The problem
From the records below, pull out every line that contains the string "blurred". Treat uppercase and lowercase as different.
=== Stored records ===
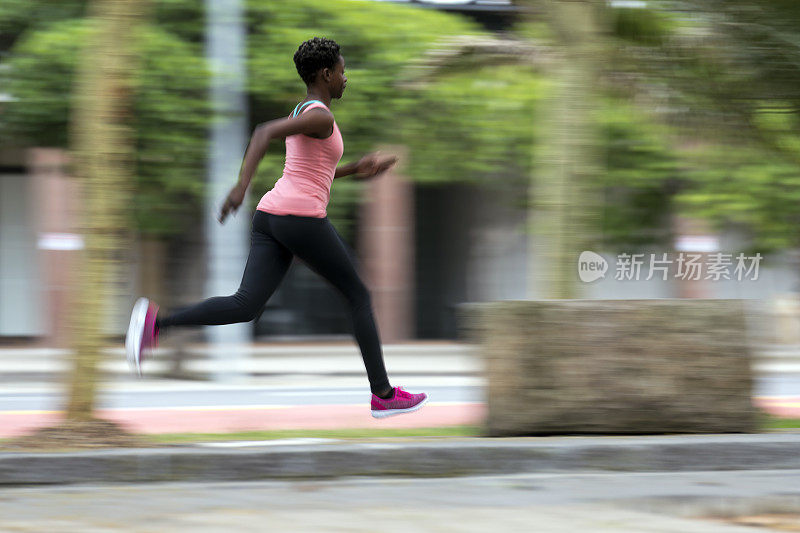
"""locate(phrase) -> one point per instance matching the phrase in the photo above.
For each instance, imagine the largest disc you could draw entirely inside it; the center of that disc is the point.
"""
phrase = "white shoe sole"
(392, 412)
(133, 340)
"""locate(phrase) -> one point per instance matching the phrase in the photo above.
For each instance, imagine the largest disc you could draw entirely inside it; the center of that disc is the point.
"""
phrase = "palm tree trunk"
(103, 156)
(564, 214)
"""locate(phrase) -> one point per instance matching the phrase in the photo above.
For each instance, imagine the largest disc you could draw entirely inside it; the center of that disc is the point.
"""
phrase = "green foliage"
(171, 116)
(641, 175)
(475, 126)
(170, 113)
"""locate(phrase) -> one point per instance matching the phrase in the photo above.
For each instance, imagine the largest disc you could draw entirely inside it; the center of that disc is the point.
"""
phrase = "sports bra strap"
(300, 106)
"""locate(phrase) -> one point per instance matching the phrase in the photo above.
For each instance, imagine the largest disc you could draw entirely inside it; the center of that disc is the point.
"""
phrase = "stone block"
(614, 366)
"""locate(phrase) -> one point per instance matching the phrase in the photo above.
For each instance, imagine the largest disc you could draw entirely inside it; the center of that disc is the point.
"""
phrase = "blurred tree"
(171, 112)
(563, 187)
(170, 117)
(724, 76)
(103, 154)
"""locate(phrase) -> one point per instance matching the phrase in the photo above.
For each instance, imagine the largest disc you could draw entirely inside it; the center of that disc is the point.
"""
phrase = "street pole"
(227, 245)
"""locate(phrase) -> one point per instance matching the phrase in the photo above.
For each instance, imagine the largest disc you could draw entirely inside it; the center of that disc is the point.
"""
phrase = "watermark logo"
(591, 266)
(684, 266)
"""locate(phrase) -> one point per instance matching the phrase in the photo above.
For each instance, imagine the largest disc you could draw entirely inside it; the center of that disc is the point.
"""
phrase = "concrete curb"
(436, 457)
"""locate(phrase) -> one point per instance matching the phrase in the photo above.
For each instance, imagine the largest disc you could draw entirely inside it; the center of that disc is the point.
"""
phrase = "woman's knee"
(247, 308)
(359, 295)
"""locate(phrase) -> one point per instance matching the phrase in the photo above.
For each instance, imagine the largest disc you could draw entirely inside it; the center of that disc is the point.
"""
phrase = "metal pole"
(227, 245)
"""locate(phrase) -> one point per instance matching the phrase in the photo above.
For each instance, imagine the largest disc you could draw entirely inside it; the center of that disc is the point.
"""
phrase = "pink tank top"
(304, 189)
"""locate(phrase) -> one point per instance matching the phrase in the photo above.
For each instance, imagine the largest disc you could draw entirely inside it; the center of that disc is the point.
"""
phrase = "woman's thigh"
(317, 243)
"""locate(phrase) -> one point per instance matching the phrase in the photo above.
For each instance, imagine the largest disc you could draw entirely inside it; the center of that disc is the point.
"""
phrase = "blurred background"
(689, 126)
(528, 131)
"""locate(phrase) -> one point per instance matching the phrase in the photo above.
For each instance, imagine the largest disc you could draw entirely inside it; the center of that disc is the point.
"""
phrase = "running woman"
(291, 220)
===
Full response
phrase = "blurred tree"
phrase = "blurred background"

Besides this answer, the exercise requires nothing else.